The required output is the line containing "# test: mark one point on the window" through the final line of the material below, printed exactly, with no other lines.

[Stored rows start]

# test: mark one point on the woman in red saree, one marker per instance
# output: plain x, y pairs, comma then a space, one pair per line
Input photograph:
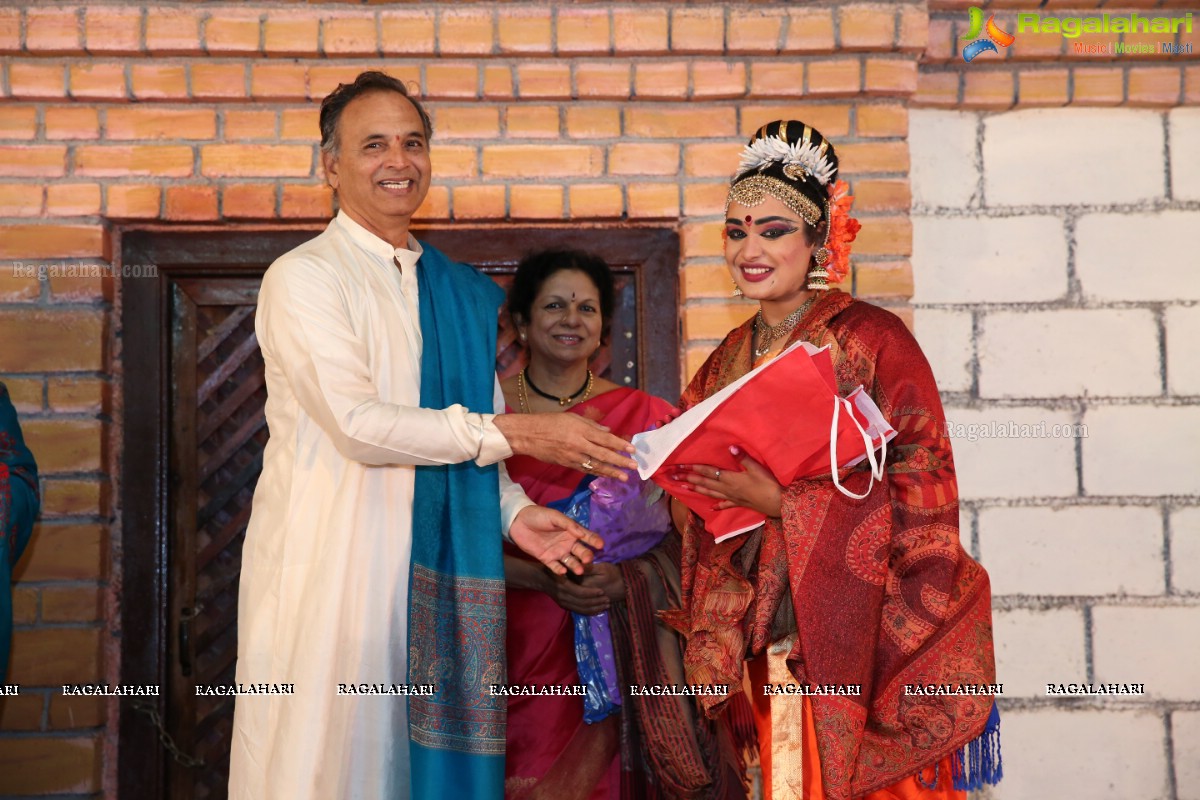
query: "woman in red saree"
561, 304
833, 591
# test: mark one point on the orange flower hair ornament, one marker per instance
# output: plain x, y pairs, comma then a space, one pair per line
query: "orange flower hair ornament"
832, 257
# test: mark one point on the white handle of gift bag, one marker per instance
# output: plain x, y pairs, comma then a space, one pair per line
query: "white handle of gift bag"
877, 467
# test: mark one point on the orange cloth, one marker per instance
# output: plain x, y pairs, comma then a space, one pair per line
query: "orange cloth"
910, 788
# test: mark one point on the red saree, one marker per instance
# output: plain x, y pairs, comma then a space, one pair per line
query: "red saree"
550, 750
879, 591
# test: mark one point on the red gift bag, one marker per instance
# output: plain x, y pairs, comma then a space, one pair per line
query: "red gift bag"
786, 415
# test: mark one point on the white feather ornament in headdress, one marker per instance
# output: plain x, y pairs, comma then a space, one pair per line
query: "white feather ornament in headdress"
805, 155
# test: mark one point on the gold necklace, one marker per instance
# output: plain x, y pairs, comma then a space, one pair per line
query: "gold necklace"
768, 334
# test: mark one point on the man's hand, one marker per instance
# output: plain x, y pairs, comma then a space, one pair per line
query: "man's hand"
568, 440
553, 539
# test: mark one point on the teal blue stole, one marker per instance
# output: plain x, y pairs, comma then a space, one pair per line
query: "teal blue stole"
456, 588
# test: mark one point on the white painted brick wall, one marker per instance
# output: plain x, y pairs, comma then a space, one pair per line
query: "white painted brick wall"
1006, 467
1073, 156
946, 338
1067, 353
1073, 551
942, 154
985, 259
1036, 648
1147, 450
1186, 738
1183, 348
1185, 137
1128, 257
1054, 755
1157, 647
1186, 549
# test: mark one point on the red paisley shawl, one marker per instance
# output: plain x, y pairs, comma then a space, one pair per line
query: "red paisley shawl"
883, 593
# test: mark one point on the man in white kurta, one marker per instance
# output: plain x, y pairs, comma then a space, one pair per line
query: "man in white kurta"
325, 564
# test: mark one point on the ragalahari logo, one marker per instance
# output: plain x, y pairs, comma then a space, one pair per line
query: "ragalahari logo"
995, 36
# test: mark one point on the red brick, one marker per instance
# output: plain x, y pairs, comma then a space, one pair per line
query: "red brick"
52, 765
306, 202
777, 78
643, 158
653, 200
219, 80
541, 161
660, 80
873, 157
1155, 86
583, 31
75, 498
407, 32
891, 77
33, 160
167, 161
300, 124
18, 122
593, 121
191, 203
249, 202
466, 30
53, 30
289, 32
132, 202
256, 160
97, 82
532, 121
173, 31
227, 30
754, 31
832, 119
697, 30
809, 30
36, 79
640, 30
479, 202
451, 79
21, 200
467, 121
603, 80
243, 126
550, 79
454, 161
937, 90
718, 79
159, 82
351, 34
840, 77
79, 395
111, 29
279, 82
72, 199
151, 122
595, 200
498, 82
709, 122
535, 202
867, 28
525, 30
69, 713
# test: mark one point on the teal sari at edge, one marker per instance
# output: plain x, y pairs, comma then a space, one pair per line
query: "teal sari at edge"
456, 588
18, 507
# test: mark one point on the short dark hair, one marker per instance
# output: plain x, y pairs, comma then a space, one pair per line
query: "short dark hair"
372, 80
535, 268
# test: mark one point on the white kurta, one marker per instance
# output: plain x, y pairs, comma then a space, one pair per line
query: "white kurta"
324, 576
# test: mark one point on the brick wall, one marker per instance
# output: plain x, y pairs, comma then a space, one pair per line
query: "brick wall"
1056, 284
187, 113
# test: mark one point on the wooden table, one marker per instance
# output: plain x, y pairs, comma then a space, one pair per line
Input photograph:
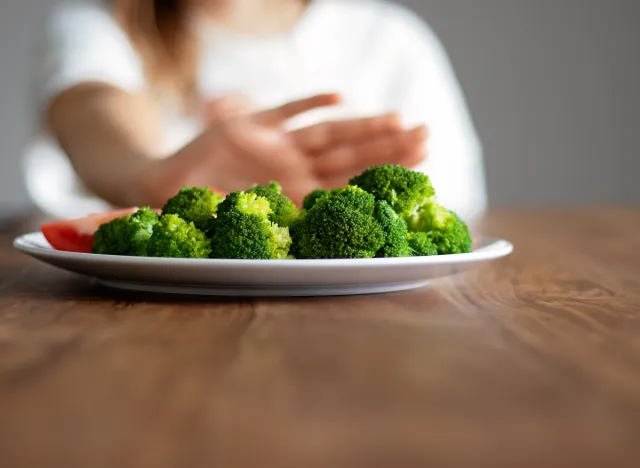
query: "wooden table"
531, 361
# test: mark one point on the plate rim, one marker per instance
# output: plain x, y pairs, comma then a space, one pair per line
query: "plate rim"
493, 248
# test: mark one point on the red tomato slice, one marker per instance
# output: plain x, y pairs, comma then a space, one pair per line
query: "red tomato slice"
76, 235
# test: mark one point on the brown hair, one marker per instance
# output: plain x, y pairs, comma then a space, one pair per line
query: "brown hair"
162, 35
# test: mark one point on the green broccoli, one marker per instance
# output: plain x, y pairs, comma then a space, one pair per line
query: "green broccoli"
295, 230
176, 238
395, 229
128, 235
195, 204
313, 197
443, 227
421, 245
341, 225
242, 230
402, 188
284, 211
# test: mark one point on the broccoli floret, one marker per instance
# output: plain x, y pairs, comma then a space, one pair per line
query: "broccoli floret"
399, 186
341, 225
195, 204
284, 211
176, 238
421, 245
313, 197
443, 227
141, 229
295, 230
395, 230
113, 238
128, 235
242, 230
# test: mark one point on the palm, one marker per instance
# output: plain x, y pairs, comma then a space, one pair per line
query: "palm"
324, 155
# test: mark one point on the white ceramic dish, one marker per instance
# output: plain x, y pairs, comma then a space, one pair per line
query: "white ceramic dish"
262, 277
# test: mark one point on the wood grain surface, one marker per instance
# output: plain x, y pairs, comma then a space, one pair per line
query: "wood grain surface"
530, 361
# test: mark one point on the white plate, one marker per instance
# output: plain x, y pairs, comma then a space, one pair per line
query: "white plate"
262, 277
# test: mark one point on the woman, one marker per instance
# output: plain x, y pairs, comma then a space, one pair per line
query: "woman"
140, 97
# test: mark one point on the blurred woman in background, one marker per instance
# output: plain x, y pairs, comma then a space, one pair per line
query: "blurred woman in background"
137, 98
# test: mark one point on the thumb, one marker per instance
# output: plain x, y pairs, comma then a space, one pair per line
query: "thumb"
227, 107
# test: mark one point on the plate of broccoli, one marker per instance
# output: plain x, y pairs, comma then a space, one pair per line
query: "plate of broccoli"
383, 232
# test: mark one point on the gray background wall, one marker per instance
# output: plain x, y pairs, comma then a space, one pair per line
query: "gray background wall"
552, 85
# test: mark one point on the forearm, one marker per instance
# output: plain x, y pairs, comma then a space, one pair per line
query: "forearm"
111, 140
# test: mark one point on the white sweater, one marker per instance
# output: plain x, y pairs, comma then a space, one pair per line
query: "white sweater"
379, 56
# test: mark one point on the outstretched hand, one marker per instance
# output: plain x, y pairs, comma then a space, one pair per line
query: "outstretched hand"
242, 147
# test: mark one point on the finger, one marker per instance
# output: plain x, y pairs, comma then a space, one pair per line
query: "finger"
321, 136
292, 109
227, 107
382, 150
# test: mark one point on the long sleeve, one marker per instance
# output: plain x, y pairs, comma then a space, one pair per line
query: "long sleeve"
427, 91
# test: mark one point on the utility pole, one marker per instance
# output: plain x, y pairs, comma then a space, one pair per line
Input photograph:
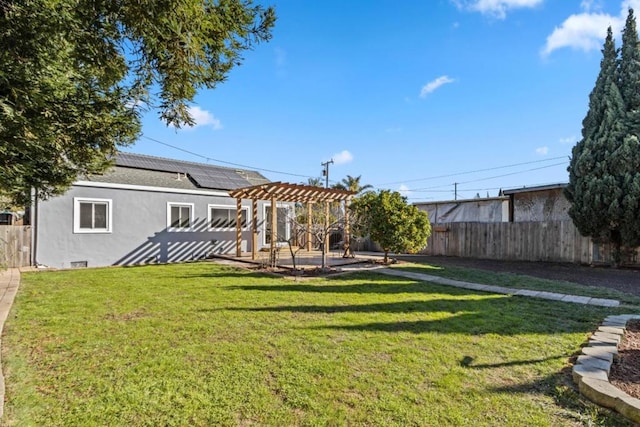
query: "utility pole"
325, 172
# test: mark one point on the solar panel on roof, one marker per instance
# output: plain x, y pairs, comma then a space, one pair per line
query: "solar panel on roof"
205, 176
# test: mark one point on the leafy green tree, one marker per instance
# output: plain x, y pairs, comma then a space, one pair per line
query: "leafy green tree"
75, 74
604, 179
352, 184
389, 220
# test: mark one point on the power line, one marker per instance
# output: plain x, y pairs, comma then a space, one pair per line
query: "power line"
473, 171
488, 178
210, 159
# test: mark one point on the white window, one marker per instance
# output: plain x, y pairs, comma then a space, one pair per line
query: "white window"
179, 216
92, 215
223, 217
283, 216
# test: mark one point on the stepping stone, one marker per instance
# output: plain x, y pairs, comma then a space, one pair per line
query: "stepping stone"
611, 330
595, 362
582, 371
601, 352
605, 336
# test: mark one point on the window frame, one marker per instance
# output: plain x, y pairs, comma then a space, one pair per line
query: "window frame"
230, 208
191, 216
77, 201
266, 210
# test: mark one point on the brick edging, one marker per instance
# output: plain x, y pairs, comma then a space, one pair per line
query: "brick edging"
591, 371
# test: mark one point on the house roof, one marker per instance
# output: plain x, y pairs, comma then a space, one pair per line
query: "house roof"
158, 171
532, 189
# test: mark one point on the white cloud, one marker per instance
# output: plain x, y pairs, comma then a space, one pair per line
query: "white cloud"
589, 5
586, 31
435, 84
568, 140
496, 8
543, 151
404, 190
342, 157
203, 118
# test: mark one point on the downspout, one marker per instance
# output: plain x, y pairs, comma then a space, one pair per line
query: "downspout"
34, 229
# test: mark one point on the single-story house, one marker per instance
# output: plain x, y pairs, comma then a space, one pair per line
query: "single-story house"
149, 209
524, 204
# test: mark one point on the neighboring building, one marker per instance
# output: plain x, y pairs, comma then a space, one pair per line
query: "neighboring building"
490, 209
146, 210
540, 203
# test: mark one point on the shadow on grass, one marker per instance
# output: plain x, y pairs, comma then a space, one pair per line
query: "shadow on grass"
467, 362
503, 315
391, 285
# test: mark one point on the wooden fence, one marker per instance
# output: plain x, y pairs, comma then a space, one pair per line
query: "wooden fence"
556, 241
15, 246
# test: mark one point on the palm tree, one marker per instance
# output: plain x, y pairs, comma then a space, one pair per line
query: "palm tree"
352, 184
315, 182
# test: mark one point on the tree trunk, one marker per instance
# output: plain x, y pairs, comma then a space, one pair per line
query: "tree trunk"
616, 252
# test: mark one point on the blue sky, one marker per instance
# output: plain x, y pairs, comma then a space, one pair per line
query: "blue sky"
410, 95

[Stored rows end]

■ Reply ■
# test: mark one point on the window frame, one marker per instance
# output: plain x, y pairs, comma then a space, one pair per line
query: "window frame"
230, 208
191, 216
77, 201
266, 210
# test: mark one point on the brick edging, one marker per instance
# output: plain x, y pairs, comma then a space, one pair per line
query: "brick edging"
591, 371
# test: mark one point on the house roof, one marker per instance
# output: plain x, y pairs, comma then a space, one pair per line
query: "house roof"
158, 171
532, 189
# test: mark one point on the white cloud, one marker per instance
# output: plain x, y pairs, comma then a space, one pair per line
query: "white cloud"
589, 5
586, 31
435, 84
568, 140
496, 8
543, 151
404, 190
342, 157
203, 118
# test: mark one point on the downspout, one marker per instance
# output: plain x, y pairs, comma then a space, one pair per line
query: "downspout"
34, 229
# test: mark one point on the single-story house, one marker per instance
# output: plain x, y pairs, comma then a space, one pair per line
query: "single-story house"
149, 209
524, 204
# test: mark one point on the neighboring building, one marker per instance
# output: plain x, y pairs, comma then a space, one pair per line
query: "neighboring building"
490, 209
146, 210
540, 203
# test: mark one point on the shadow on grass, one marker per instance
# output: plain x, y pairs, comma then a space, one pair per line
query: "shadow on grass"
467, 362
503, 315
391, 285
# test: mark one point on the wooden fence, one marker per instance
# output: plain x, y pairs, comma then a space, one pair per line
query: "wooden fence"
556, 241
15, 246
# test: mark one point on the palm tree, one marker per instance
# output: plain x, y pairs, comma then a space, one pair per line
query: "palm tree"
352, 184
315, 182
# test: mark one point on the tree trunk, one marker per instance
# output: plain x, y pairs, comma then a space, one pair per line
query: "tree trunk"
616, 252
# test: mark one point on the blue sky, one marker per instance
# output: plain x, y pairs, comma then a space, one pair per line
query: "blue sky"
410, 95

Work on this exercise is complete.